*** Data for review

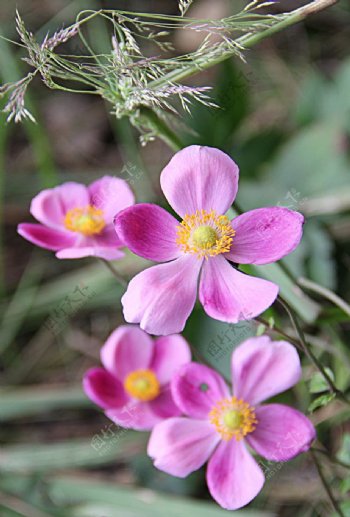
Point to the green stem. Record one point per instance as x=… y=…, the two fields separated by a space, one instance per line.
x=332 y=458
x=279 y=331
x=114 y=272
x=246 y=41
x=307 y=349
x=326 y=485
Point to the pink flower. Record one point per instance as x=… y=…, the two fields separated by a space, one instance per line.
x=77 y=221
x=218 y=426
x=200 y=183
x=133 y=385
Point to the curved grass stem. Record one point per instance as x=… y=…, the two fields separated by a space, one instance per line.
x=308 y=351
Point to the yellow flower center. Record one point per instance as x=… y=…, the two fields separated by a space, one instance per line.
x=142 y=385
x=88 y=220
x=233 y=418
x=205 y=234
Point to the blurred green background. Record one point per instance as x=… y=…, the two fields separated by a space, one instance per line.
x=284 y=116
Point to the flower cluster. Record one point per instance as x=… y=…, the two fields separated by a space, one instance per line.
x=152 y=385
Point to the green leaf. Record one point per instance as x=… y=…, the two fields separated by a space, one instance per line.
x=102 y=449
x=344 y=451
x=110 y=500
x=31 y=401
x=321 y=401
x=318 y=383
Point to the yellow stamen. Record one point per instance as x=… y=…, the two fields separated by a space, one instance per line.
x=233 y=418
x=142 y=385
x=88 y=220
x=205 y=234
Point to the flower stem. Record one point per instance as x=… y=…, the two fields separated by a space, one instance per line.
x=307 y=350
x=114 y=272
x=326 y=485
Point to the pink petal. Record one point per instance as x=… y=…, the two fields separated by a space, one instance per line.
x=282 y=432
x=106 y=253
x=265 y=235
x=180 y=445
x=231 y=296
x=48 y=238
x=234 y=478
x=162 y=297
x=170 y=352
x=262 y=368
x=108 y=238
x=199 y=178
x=104 y=389
x=50 y=206
x=149 y=231
x=127 y=349
x=135 y=415
x=111 y=195
x=164 y=406
x=196 y=389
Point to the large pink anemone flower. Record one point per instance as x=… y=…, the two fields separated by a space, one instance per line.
x=200 y=184
x=77 y=221
x=133 y=387
x=219 y=427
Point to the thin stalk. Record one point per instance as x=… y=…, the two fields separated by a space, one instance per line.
x=246 y=41
x=326 y=485
x=307 y=349
x=332 y=458
x=278 y=330
x=114 y=272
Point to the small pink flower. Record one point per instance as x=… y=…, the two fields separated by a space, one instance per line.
x=219 y=426
x=200 y=183
x=77 y=221
x=133 y=385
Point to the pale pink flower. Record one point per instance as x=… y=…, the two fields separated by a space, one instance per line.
x=200 y=184
x=77 y=221
x=133 y=386
x=219 y=427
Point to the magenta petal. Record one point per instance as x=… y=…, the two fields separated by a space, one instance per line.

******

The problem
Transcribe only the trailing portion of the entries above: the line that contains "Point to the green leaf." and each line after it.

Solution to this task
Point to the green leaf. Record one point per instance as x=… y=…, the two fields separated by a space, one instance per line.
x=102 y=449
x=344 y=451
x=110 y=500
x=31 y=401
x=321 y=401
x=318 y=383
Point to the yellow stamen. Record one point per instance as x=… y=…, the two fields separated by a space, one instance per line.
x=233 y=418
x=142 y=385
x=88 y=220
x=205 y=234
Point to the flower stem. Record one point per instance as x=… y=…, the two fields separated by a space, one instance per line.
x=307 y=350
x=114 y=272
x=326 y=485
Point to the pink petal. Record one point per instance as x=… y=…, the two fields separated by a space, one instance per line.
x=282 y=432
x=106 y=253
x=265 y=235
x=180 y=445
x=231 y=296
x=48 y=238
x=234 y=478
x=162 y=297
x=170 y=352
x=262 y=368
x=108 y=238
x=199 y=178
x=104 y=389
x=50 y=206
x=149 y=231
x=127 y=349
x=135 y=415
x=111 y=195
x=164 y=406
x=196 y=389
Point to the large pink anemone flower. Record one point per instance as x=… y=…, the two fields separated by a space, one instance per line.
x=200 y=184
x=77 y=221
x=133 y=387
x=219 y=427
Point to the thin stalk. Record one point per instance as x=… y=…, the two fields separated by a space, one instance per line.
x=246 y=41
x=326 y=485
x=307 y=349
x=332 y=458
x=278 y=330
x=114 y=272
Point to the small pink flower. Record one point per instance as x=… y=…, the two fields separated by a space, one instance per line.
x=219 y=426
x=200 y=183
x=77 y=221
x=133 y=385
Point to the pale pink flower. Record one point per instance as x=… y=…, the two fields separated by a space, one instance per line.
x=200 y=184
x=77 y=221
x=133 y=386
x=219 y=427
Point to the magenta petal. Record one point per instance as x=… y=…, the two fields separated by a space, one instance per line.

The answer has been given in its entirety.